_OBJECTIVE_
Count how many lines below contain the word "green", and reply with only that number.

_DATA SUPPLIED_
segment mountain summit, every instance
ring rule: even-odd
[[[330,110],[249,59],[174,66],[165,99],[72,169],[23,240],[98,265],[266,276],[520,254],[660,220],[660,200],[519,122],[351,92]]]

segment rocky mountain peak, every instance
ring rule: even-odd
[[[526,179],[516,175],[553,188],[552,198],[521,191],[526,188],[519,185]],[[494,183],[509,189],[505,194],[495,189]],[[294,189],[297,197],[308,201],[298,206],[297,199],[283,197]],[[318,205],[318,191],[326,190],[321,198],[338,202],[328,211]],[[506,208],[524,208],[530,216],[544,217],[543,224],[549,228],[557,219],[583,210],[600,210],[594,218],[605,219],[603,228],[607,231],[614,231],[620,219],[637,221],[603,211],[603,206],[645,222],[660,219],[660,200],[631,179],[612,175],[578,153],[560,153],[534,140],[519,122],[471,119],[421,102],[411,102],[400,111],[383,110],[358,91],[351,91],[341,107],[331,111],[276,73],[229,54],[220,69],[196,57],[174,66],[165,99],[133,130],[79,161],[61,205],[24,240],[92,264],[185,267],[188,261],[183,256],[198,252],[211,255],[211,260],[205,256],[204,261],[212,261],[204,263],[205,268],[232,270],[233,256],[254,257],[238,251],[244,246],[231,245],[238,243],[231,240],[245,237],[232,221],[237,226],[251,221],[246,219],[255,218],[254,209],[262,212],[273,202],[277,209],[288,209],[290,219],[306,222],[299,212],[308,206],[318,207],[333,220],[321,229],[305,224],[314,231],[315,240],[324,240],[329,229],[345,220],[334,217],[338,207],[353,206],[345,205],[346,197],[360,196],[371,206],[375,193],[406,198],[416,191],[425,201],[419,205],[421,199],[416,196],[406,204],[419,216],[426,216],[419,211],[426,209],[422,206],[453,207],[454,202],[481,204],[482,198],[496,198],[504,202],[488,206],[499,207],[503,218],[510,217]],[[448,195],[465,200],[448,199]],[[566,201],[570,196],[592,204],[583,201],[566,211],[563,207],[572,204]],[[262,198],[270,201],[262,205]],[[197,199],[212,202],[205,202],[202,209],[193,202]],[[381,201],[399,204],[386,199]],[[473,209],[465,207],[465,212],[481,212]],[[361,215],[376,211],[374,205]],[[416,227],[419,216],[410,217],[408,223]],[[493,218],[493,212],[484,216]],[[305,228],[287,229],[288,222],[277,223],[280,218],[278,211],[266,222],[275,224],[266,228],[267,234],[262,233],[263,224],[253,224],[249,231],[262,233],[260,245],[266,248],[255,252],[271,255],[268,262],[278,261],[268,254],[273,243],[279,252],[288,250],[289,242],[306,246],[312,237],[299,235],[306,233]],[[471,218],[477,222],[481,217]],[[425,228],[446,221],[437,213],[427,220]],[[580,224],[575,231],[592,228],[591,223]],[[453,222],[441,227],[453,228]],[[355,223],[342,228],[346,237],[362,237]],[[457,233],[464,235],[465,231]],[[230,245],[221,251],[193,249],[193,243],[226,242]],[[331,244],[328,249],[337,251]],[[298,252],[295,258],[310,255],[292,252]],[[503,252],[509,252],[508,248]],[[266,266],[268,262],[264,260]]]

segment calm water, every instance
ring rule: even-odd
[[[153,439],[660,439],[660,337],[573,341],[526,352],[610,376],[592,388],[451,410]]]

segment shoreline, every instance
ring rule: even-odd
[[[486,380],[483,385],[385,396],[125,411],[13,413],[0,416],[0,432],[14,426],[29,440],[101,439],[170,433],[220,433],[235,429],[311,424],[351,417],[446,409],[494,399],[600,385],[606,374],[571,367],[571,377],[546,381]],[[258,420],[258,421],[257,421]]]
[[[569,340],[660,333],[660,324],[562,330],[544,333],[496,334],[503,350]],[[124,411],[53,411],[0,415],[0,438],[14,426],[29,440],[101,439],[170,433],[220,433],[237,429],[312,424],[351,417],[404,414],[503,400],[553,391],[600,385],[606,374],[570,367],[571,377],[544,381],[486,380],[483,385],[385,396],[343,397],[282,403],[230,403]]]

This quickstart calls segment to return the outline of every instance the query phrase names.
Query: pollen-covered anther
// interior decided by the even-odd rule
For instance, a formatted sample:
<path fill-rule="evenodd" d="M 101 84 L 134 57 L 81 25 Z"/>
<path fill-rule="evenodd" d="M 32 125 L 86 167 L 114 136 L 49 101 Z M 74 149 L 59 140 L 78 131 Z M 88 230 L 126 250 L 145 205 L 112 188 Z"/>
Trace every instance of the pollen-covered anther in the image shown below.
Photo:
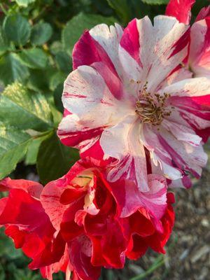
<path fill-rule="evenodd" d="M 153 98 L 150 92 L 146 91 L 146 86 L 144 87 L 141 97 L 136 102 L 136 113 L 139 115 L 142 122 L 151 123 L 153 125 L 159 125 L 165 117 L 171 115 L 172 111 L 165 108 L 165 101 L 170 94 L 164 93 L 154 94 Z"/>

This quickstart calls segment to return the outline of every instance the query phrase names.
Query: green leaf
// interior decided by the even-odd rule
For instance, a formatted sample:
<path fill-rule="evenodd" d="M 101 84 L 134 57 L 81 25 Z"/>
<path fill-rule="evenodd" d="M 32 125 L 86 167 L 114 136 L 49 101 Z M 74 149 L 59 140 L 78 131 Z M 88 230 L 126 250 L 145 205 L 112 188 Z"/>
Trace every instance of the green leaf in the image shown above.
<path fill-rule="evenodd" d="M 163 5 L 167 4 L 169 0 L 141 0 L 142 2 L 149 5 Z"/>
<path fill-rule="evenodd" d="M 72 62 L 66 52 L 58 52 L 55 55 L 57 67 L 64 73 L 69 74 L 72 70 Z"/>
<path fill-rule="evenodd" d="M 19 83 L 8 85 L 0 96 L 0 120 L 21 130 L 46 131 L 53 127 L 45 96 Z"/>
<path fill-rule="evenodd" d="M 107 0 L 109 6 L 115 10 L 123 23 L 127 23 L 130 18 L 130 8 L 127 0 Z"/>
<path fill-rule="evenodd" d="M 30 37 L 31 26 L 20 15 L 6 16 L 3 28 L 7 38 L 17 45 L 25 45 Z"/>
<path fill-rule="evenodd" d="M 0 59 L 0 79 L 5 85 L 25 80 L 29 75 L 27 67 L 22 64 L 17 54 L 10 53 Z"/>
<path fill-rule="evenodd" d="M 15 2 L 20 7 L 27 7 L 31 3 L 34 3 L 36 0 L 15 0 Z"/>
<path fill-rule="evenodd" d="M 24 64 L 32 69 L 45 68 L 48 60 L 46 53 L 38 48 L 23 50 L 19 57 Z"/>
<path fill-rule="evenodd" d="M 29 69 L 30 78 L 27 87 L 35 91 L 49 92 L 50 80 L 57 70 L 52 67 L 44 69 Z"/>
<path fill-rule="evenodd" d="M 46 43 L 52 34 L 52 29 L 49 23 L 39 22 L 32 27 L 31 42 L 35 46 Z"/>
<path fill-rule="evenodd" d="M 57 108 L 57 109 L 62 113 L 64 111 L 64 106 L 62 101 L 63 88 L 63 83 L 59 83 L 57 85 L 53 92 L 54 102 L 56 108 Z"/>
<path fill-rule="evenodd" d="M 48 133 L 50 134 L 51 132 L 49 132 Z M 25 157 L 24 162 L 26 164 L 35 164 L 36 163 L 40 145 L 48 136 L 48 134 L 42 134 L 32 140 L 28 147 L 28 150 Z"/>
<path fill-rule="evenodd" d="M 99 15 L 90 15 L 80 13 L 69 21 L 62 31 L 62 41 L 64 49 L 71 55 L 74 44 L 82 35 L 85 29 L 90 29 L 100 23 L 108 25 L 117 20 L 112 17 L 106 18 Z"/>
<path fill-rule="evenodd" d="M 0 125 L 0 179 L 8 175 L 26 154 L 31 140 L 27 133 Z"/>
<path fill-rule="evenodd" d="M 50 46 L 50 50 L 52 55 L 55 55 L 57 52 L 62 51 L 63 46 L 59 41 L 55 41 Z"/>
<path fill-rule="evenodd" d="M 63 87 L 63 84 L 66 78 L 66 75 L 64 74 L 64 73 L 59 71 L 55 73 L 55 74 L 52 76 L 50 80 L 50 89 L 52 91 L 54 91 L 59 84 L 62 84 Z"/>
<path fill-rule="evenodd" d="M 2 55 L 10 48 L 9 42 L 0 27 L 0 55 Z"/>
<path fill-rule="evenodd" d="M 42 142 L 37 158 L 37 169 L 41 181 L 46 184 L 64 175 L 78 160 L 76 149 L 64 146 L 56 133 Z"/>

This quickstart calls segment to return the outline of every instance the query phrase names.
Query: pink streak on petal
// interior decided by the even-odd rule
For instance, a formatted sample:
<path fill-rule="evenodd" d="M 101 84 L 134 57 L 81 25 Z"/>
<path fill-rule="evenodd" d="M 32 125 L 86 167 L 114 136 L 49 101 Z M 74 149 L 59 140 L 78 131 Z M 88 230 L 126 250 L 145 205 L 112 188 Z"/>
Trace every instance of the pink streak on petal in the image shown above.
<path fill-rule="evenodd" d="M 188 24 L 191 18 L 191 8 L 195 0 L 171 0 L 165 15 L 175 17 L 180 22 Z"/>
<path fill-rule="evenodd" d="M 141 64 L 139 57 L 139 35 L 137 29 L 136 19 L 132 20 L 125 29 L 120 41 L 120 46 L 139 65 Z"/>

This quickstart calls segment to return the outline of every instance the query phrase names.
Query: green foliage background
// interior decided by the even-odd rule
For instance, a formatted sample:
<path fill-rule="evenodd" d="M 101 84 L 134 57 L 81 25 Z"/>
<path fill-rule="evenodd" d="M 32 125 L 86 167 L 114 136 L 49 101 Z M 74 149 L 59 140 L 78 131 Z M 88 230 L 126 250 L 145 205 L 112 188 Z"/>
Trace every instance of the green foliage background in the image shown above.
<path fill-rule="evenodd" d="M 62 118 L 64 80 L 71 71 L 71 51 L 85 29 L 99 23 L 164 14 L 168 0 L 1 0 L 0 179 L 19 162 L 36 166 L 41 181 L 62 176 L 78 158 L 64 147 L 56 130 Z M 209 4 L 199 0 L 200 9 Z M 25 167 L 27 168 L 27 167 Z M 0 280 L 38 280 L 29 260 L 0 236 Z M 114 279 L 109 271 L 102 279 Z M 59 274 L 57 279 L 63 279 Z M 141 278 L 143 279 L 143 278 Z"/>

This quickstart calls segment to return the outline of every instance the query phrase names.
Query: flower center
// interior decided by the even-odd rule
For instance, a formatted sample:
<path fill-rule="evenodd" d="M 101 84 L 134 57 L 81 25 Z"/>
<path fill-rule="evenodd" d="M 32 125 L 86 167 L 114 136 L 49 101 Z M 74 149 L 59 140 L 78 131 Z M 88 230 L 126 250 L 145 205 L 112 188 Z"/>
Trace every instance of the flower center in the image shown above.
<path fill-rule="evenodd" d="M 139 90 L 139 99 L 136 102 L 136 113 L 139 115 L 142 122 L 159 125 L 164 117 L 171 115 L 172 111 L 165 108 L 165 101 L 170 97 L 169 94 L 151 94 L 147 90 L 146 83 L 143 90 Z"/>

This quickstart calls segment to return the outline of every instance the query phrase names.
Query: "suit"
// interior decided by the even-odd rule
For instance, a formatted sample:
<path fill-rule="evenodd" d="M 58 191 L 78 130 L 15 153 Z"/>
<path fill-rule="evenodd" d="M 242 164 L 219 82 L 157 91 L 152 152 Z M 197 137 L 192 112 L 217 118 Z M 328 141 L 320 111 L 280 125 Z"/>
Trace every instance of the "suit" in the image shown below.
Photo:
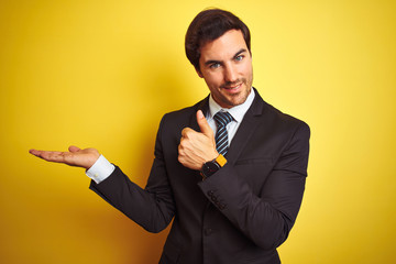
<path fill-rule="evenodd" d="M 150 232 L 174 218 L 160 263 L 280 263 L 276 248 L 297 217 L 307 176 L 309 127 L 255 98 L 234 135 L 228 163 L 202 180 L 178 161 L 186 127 L 199 131 L 208 98 L 163 117 L 144 189 L 116 170 L 90 188 Z"/>

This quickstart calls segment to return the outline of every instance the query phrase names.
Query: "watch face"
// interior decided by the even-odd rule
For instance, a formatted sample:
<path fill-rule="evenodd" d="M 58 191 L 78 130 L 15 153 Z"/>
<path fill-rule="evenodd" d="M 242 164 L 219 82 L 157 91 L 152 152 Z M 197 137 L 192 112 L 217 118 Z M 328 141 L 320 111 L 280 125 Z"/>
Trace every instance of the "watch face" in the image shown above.
<path fill-rule="evenodd" d="M 202 166 L 202 174 L 206 177 L 211 176 L 212 174 L 215 174 L 217 170 L 219 170 L 219 165 L 216 162 L 207 162 L 204 164 Z"/>

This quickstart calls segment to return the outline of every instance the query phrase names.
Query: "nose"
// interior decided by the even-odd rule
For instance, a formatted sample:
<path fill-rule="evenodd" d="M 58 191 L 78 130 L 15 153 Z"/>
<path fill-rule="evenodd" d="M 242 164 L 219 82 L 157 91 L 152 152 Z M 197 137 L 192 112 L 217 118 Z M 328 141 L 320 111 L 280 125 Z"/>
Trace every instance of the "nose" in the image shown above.
<path fill-rule="evenodd" d="M 227 82 L 234 82 L 238 79 L 237 69 L 233 65 L 224 67 L 224 80 Z"/>

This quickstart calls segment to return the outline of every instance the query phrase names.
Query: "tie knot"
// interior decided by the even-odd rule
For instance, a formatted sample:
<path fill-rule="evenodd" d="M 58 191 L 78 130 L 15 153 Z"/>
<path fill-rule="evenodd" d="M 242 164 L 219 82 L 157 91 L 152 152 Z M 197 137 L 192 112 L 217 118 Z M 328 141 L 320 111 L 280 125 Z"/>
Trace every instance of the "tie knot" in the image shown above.
<path fill-rule="evenodd" d="M 217 127 L 226 127 L 232 121 L 232 116 L 229 112 L 217 112 L 213 117 Z"/>

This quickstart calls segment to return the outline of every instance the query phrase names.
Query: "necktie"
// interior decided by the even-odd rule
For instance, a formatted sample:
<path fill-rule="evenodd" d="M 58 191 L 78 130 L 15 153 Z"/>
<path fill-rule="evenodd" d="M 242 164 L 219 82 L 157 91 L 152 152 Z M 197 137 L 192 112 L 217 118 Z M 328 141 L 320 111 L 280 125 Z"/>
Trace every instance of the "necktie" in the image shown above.
<path fill-rule="evenodd" d="M 217 112 L 213 117 L 217 132 L 216 132 L 216 148 L 219 154 L 226 155 L 228 152 L 228 132 L 227 124 L 232 121 L 232 117 L 229 112 Z"/>

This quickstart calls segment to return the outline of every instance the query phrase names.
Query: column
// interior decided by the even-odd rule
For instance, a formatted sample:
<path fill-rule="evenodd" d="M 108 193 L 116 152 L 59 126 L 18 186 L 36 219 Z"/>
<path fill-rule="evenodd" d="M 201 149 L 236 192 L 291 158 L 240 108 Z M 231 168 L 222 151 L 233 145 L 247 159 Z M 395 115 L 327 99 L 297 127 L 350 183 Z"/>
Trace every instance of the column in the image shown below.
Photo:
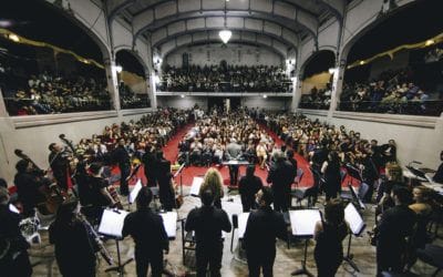
<path fill-rule="evenodd" d="M 120 112 L 120 93 L 119 93 L 119 79 L 115 70 L 115 60 L 105 59 L 104 66 L 106 71 L 107 90 L 111 94 L 112 104 L 114 110 Z"/>
<path fill-rule="evenodd" d="M 297 74 L 293 79 L 292 79 L 292 103 L 291 103 L 291 111 L 296 112 L 298 110 L 298 104 L 300 103 L 300 99 L 301 99 L 301 75 Z"/>
<path fill-rule="evenodd" d="M 336 69 L 332 78 L 332 94 L 331 94 L 331 105 L 329 106 L 328 117 L 332 117 L 332 113 L 337 110 L 338 102 L 340 101 L 340 94 L 343 88 L 343 76 L 346 70 L 346 60 L 339 60 L 336 63 Z"/>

_FULL OUTPUT_
4